Records in a dataset
=-=-=

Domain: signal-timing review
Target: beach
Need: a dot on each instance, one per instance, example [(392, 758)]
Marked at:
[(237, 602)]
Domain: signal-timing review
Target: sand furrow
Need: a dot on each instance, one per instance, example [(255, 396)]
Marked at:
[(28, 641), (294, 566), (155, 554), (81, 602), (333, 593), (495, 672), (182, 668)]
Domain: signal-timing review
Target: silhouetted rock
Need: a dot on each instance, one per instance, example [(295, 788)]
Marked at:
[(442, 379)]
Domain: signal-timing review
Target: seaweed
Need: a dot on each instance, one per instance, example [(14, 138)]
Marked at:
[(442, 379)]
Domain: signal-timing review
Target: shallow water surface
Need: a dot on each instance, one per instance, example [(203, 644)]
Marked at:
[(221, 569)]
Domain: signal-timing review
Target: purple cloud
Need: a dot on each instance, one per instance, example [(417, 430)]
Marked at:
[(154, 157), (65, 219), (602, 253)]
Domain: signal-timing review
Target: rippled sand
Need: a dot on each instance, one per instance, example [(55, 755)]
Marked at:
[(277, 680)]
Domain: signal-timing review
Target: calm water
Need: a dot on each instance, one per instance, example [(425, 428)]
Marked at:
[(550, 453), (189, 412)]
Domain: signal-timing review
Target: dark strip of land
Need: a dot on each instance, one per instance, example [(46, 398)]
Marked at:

=-=-=

#### GIVEN TASK:
Switch "Marked at" to "Placed at" everywhere it appears in the lines above, leaving everything else untouched.

#### RESPONSE TO THIS EXERCISE:
Domain: signal-timing review
Target: beach
Need: a dot on each instance, one per instance, example [(392, 758)]
Placed at:
[(237, 602)]
Domain: signal-timing review
Target: sand furrow
Need: a dot on each instance, one per instance, example [(255, 396)]
Placed at:
[(28, 641), (294, 566), (155, 554), (81, 602), (333, 593), (495, 672), (182, 668)]
Domain: signal-timing review
Target: silhouetted rock
Need: a dot on each instance, one per instance, example [(295, 788)]
Placed at:
[(442, 379)]
Domain: signal-timing review
Target: seaweed
Need: a dot on each instance, one per instance, example [(14, 138)]
Placed at:
[(442, 379)]
Domain: signal-timing review
Target: shallow water surface
Need: a dot on each instance, one per instance, example [(203, 644)]
Placed at:
[(221, 569)]
Domain: signal-timing review
Target: purple cloud
Need: a dot on each instance, one per instance, example [(417, 430)]
Placed at:
[(154, 157), (65, 219), (602, 253)]
Domain: signal-timing review
Target: rippled sand
Need: a dot on each instance, one per instance, example [(55, 755)]
Placed at:
[(277, 680)]
Domain: signal-timing review
Target: calm water
Need: a dot on each instance, one per instance, example [(425, 428)]
Placed at:
[(550, 453), (189, 412)]
Domain: signal-timing review
Target: dark strip of land
Need: a dot on each instance, one per instance, example [(46, 398)]
Placed at:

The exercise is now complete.